» **WORK REQUIRED**: Extract each line of the data below exactly as written.

» **DATA LINES**:
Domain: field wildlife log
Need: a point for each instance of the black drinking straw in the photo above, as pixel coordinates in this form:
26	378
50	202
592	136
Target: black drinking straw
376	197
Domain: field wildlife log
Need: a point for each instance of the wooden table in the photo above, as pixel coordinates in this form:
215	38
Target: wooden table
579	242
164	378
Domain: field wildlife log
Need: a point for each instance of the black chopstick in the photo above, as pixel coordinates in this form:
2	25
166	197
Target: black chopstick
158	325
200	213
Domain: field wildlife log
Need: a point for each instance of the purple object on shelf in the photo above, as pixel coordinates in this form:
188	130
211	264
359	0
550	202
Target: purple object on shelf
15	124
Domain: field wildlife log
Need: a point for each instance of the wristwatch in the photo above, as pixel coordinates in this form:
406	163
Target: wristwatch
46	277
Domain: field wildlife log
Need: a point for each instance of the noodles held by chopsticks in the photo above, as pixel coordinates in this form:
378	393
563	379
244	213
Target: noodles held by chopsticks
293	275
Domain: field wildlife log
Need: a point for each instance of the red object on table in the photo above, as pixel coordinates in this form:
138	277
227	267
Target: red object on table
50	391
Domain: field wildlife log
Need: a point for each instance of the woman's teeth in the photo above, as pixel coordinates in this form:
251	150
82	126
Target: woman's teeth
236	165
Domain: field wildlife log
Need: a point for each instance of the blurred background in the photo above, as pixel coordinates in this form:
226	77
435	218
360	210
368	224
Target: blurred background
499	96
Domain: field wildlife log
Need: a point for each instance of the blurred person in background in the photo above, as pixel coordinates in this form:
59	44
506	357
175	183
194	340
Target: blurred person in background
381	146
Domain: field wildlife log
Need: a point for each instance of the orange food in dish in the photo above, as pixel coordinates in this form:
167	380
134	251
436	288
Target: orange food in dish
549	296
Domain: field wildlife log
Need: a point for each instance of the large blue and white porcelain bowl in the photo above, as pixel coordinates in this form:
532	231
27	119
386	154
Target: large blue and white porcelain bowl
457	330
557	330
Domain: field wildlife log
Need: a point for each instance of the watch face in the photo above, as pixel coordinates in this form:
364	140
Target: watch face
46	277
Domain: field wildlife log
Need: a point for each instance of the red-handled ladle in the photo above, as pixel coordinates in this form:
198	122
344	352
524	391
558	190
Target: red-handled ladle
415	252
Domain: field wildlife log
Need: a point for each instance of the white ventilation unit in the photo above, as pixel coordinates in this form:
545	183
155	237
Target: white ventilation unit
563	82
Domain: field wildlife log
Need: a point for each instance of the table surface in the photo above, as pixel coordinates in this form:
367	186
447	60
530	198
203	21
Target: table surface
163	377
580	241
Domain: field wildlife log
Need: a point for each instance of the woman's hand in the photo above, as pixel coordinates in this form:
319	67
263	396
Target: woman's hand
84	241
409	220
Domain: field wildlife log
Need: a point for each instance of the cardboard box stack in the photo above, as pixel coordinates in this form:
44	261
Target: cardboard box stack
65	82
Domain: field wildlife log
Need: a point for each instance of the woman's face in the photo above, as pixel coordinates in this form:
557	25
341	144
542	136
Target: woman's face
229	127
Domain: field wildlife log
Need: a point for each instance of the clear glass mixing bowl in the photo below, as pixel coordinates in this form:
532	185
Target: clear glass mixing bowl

» **WRITTEN SOLUTION**:
Domain: field wildlife log
Need: a point for each instance of the black drinking straw in the photo above, as pixel coordinates in this form:
26	378
50	202
592	136
Target: black drinking straw
376	197
Domain: field wildlife log
Need: a point for each instance of the wooden table in the photo above, as pixel coordinates in this form:
215	38
Target: wooden table
579	242
164	378
Domain: field wildlife log
Need: a point for each instance of the black chopstick in the photo above, as pixel coordinates in this form:
2	25
166	197
Target: black chopstick
158	325
200	213
Domain: field wildlife log
Need: a point for each instance of the purple object on shelf in the photo above, as pixel coordinates in this form:
188	130
211	264
359	0
550	202
Target: purple object on shelf
15	124
Domain: field wildlife log
Need: a point for each instance of the wristwatch in the photo above, as pixel coordinates in this form:
406	163
Target: wristwatch
46	277
Domain: field wildlife log
Need: a point for each instance of the noodles held by chopsticks in the photo above, as pixel coordinates in this form:
378	393
563	379
244	213
Target: noodles held by chopsticks
293	275
Domain: field wildlife log
Need: a point for each instance of the red object on table in the photo above, as pixel coordinates in this form:
138	277
227	267
Target: red object on table
50	391
Domain: field wildlife log
Need: a point for each instance of the woman's teeth in the photo above, as pixel coordinates in this form:
251	150
82	126
Target: woman's teeth
236	165
Domain: field wildlife log
Need: a point for each instance of the blurred background in the photo above, as pixel coordinates in this form:
226	77
435	218
360	210
368	224
Target: blurred background
499	96
Domain: field wildlife log
Need: a point for each instance of the blurred person in background in the photo above, as pixel coordinates in this form:
59	44
506	357
175	183
194	340
Target: blurred person in background
381	146
Domain: field wildlife log
Need: a point for each instance of the orange food in dish in the photo above, as pixel coordinates in this form:
167	380
134	251
436	288
Target: orange food in dish
549	296
Domain: field wildlife log
Need: a point for each instance of the large blue and white porcelain bowl in the photo above, as pixel coordinates in this form:
532	231
27	119
386	154
Target: large blue and white porcelain bowl
457	330
557	330
Domain: field wildlife log
Need: a point for each instance of the watch face in the photo above, as pixel coordinates in this form:
364	140
Target: watch face
46	277
Domain: field wildlife log
Need: a point for each instance of the red-handled ladle in the photo above, as pixel coordinates in this form:
198	122
344	352
524	391
558	190
Target: red-handled ladle
415	252
Domain: field wildlife log
Need: a point for each instance of the white ventilation unit in the photo above, as pixel coordinates in this form:
545	183
155	237
Target: white ventilation unit
563	82
Domain: field wildlife log
Need: a point for each instance of the table surface in the photo above, as pixel coordinates in this form:
367	186
447	60
530	198
203	21
Target: table surface
163	377
580	241
Domain: field wildlife log
Need: a point for each instance of the woman's hand in the photo above, as pixel coordinates in this form:
319	67
263	396
Target: woman's hand
84	241
409	220
Domain: field wildlife log
Need: a point for each instance of the cardboard box stack in the photo above, as pixel coordinates in this form:
44	261
Target: cardboard box stack
65	82
Domain: field wildlife log
Need: a point for each instance of the woman's face in the photo above, as pixel coordinates in this form:
557	25
341	144
542	136
Target: woman's face
229	127
Domain: field wildlife log
Need: a point for each instance of the clear glass mixing bowl in the photo below, as pixel coordinates in this form:
532	185
Target: clear glass mixing bowl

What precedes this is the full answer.